→ YOUR TASK
Rewrite the stretch of entries from the line containing "Query: glass window pane" through the line containing "Give the mask of the doorway" as a numbered list, leaving out blank lines.

* START RECORDS FOR THIS EXERCISE *

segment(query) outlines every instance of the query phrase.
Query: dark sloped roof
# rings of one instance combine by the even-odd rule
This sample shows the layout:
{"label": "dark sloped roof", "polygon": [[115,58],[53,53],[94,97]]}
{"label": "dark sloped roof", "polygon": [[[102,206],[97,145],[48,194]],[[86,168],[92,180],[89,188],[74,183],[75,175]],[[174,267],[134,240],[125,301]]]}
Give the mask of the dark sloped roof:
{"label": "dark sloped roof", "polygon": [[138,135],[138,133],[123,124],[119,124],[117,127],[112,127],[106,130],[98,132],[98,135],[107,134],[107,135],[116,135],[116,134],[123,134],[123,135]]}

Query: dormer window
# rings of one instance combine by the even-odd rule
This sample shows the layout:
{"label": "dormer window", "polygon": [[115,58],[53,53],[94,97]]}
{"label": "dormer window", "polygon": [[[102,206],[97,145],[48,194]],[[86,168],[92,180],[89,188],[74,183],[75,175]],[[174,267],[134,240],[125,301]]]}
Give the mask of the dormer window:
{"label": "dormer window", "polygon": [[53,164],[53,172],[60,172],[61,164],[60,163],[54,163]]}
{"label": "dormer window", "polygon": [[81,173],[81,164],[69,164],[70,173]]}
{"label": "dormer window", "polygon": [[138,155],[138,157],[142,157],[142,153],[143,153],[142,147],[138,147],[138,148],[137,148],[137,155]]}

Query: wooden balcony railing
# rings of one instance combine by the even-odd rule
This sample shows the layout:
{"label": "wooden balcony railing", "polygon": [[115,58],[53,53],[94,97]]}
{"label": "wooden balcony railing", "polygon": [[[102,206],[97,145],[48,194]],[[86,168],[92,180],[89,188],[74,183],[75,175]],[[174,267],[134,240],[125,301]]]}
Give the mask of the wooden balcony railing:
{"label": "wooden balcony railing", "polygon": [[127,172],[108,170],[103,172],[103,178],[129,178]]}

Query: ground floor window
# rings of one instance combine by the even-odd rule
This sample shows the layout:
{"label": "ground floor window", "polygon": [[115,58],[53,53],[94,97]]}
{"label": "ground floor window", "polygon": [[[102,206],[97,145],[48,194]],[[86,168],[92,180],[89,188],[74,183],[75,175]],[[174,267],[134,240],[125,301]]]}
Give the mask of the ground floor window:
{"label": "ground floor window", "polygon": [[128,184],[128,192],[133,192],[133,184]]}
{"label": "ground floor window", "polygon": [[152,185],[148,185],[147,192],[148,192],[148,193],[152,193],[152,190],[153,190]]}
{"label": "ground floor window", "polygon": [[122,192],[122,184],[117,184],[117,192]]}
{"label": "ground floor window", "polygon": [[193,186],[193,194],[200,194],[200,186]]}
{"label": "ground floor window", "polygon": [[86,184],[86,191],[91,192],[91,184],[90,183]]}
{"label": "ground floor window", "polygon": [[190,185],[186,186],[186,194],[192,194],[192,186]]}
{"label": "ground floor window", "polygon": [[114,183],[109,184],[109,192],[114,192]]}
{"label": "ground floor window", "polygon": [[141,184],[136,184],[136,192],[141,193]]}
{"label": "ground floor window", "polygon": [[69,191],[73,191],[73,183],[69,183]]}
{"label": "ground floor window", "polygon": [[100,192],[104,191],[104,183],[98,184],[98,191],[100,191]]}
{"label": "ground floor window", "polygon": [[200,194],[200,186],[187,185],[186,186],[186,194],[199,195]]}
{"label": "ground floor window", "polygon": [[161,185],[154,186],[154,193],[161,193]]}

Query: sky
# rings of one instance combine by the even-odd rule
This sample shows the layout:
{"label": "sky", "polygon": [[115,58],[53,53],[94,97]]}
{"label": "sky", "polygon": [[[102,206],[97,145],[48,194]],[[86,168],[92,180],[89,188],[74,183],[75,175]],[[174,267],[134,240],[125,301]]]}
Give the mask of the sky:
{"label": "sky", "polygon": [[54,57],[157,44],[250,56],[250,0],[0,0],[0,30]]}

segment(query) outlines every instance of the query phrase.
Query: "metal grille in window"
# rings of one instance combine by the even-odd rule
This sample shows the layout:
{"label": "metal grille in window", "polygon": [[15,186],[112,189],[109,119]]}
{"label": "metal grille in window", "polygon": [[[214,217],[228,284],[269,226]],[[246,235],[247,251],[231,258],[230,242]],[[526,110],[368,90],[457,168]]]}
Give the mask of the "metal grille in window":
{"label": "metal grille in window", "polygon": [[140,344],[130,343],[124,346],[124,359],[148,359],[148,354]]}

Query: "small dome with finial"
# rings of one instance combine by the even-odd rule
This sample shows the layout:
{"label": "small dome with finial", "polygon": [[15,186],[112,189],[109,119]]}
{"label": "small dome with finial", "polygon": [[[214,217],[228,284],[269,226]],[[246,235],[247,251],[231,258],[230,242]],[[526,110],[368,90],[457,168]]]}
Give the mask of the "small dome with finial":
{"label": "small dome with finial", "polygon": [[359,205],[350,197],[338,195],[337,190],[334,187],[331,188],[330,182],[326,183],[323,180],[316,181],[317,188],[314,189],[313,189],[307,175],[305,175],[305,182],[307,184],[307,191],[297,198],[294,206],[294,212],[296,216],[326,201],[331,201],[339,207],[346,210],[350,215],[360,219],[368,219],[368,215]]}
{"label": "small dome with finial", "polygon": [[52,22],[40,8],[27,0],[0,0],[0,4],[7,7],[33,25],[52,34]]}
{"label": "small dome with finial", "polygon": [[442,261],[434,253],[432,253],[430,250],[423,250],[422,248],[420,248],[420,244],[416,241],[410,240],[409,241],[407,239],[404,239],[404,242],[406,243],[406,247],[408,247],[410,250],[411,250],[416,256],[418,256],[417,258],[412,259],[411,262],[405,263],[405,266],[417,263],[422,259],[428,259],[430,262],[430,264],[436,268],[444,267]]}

* END RECORDS FOR THIS EXERCISE *
* START RECORDS FOR THIS EXERCISE *

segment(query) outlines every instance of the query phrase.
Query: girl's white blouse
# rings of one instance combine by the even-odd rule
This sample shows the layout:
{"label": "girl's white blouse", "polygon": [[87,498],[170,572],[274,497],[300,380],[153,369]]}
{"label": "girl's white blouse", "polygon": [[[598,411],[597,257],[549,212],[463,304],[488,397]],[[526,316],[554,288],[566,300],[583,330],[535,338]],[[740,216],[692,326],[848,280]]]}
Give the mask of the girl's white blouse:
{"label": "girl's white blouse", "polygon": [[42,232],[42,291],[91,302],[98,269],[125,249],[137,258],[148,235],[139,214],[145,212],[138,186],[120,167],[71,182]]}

* END RECORDS FOR THIS EXERCISE *
* START RECORDS FOR THIS EXERCISE *

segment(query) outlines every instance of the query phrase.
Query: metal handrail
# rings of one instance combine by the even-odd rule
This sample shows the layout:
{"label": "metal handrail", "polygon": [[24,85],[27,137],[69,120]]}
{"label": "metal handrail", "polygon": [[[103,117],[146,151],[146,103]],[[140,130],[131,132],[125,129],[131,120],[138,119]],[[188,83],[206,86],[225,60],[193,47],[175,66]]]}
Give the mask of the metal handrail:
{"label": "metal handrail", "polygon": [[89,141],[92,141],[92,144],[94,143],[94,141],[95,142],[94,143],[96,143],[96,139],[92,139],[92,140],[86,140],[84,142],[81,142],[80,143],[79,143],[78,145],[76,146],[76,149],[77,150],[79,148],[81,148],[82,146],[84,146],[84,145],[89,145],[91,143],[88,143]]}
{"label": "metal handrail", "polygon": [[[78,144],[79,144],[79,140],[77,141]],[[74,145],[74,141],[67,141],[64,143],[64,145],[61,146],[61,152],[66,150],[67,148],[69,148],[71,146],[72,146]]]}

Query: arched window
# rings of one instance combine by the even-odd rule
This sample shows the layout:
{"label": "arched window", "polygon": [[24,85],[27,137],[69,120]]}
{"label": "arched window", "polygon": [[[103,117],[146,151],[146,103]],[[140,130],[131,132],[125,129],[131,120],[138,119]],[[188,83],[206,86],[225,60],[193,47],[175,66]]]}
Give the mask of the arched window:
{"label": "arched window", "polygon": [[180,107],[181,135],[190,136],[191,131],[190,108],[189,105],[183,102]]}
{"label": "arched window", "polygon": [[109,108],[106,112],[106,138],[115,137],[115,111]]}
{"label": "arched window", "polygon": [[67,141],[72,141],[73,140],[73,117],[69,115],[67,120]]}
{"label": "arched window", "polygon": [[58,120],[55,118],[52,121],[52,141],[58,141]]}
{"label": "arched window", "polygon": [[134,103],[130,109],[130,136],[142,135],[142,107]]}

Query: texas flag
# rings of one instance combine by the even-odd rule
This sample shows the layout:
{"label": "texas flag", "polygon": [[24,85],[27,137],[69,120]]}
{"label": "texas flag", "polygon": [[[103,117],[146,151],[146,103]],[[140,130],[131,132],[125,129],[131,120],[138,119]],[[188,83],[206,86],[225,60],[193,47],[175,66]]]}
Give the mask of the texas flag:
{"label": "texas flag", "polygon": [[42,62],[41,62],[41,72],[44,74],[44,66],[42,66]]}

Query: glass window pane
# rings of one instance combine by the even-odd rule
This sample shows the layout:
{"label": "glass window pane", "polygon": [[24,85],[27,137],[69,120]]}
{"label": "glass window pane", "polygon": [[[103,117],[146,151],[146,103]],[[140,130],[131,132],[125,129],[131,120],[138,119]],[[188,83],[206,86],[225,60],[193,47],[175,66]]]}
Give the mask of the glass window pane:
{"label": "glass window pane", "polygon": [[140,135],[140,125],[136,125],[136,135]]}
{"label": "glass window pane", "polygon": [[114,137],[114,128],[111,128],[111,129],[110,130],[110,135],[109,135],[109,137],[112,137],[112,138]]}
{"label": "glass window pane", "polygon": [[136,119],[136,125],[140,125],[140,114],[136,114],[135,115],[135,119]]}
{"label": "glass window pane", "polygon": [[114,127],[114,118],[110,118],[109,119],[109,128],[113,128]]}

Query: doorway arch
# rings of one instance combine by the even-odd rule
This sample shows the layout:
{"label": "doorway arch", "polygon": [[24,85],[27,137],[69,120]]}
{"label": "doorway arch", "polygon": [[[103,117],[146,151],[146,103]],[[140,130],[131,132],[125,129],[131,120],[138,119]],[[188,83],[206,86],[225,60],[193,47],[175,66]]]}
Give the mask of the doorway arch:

* END RECORDS FOR THIS EXERCISE *

→ THE SOLUTION
1. Query: glass window pane
2. # rings of one instance combine by the even-odd rule
3. This sample shows the layout:
4. {"label": "glass window pane", "polygon": [[24,85],[27,137],[69,120]]}
5. {"label": "glass window pane", "polygon": [[[103,117],[146,151],[146,103]],[[140,130],[131,132],[125,129],[131,120],[138,119]],[[188,83],[206,86],[225,60],[193,47],[175,66]]]}
6. Give the mask of the glass window pane:
7. {"label": "glass window pane", "polygon": [[140,135],[140,125],[136,125],[136,135]]}
8. {"label": "glass window pane", "polygon": [[114,137],[114,128],[111,128],[111,129],[110,130],[110,135],[109,135],[109,137],[112,137],[112,138]]}
9. {"label": "glass window pane", "polygon": [[136,119],[136,125],[140,125],[140,114],[136,114],[135,115],[135,119]]}
10. {"label": "glass window pane", "polygon": [[114,127],[114,118],[110,118],[109,119],[109,128],[113,128]]}
11. Query: doorway arch
12. # rings of one instance combine by the even-odd rule
13. This sample shows the layout:
14. {"label": "doorway arch", "polygon": [[24,85],[27,137],[69,120]]}
15. {"label": "doorway arch", "polygon": [[[103,117],[146,151],[146,103]],[[140,130],[131,132],[125,129],[131,120],[138,119]],[[188,83],[206,86],[225,60],[193,47],[175,66]]]}
16. Give the mask of the doorway arch:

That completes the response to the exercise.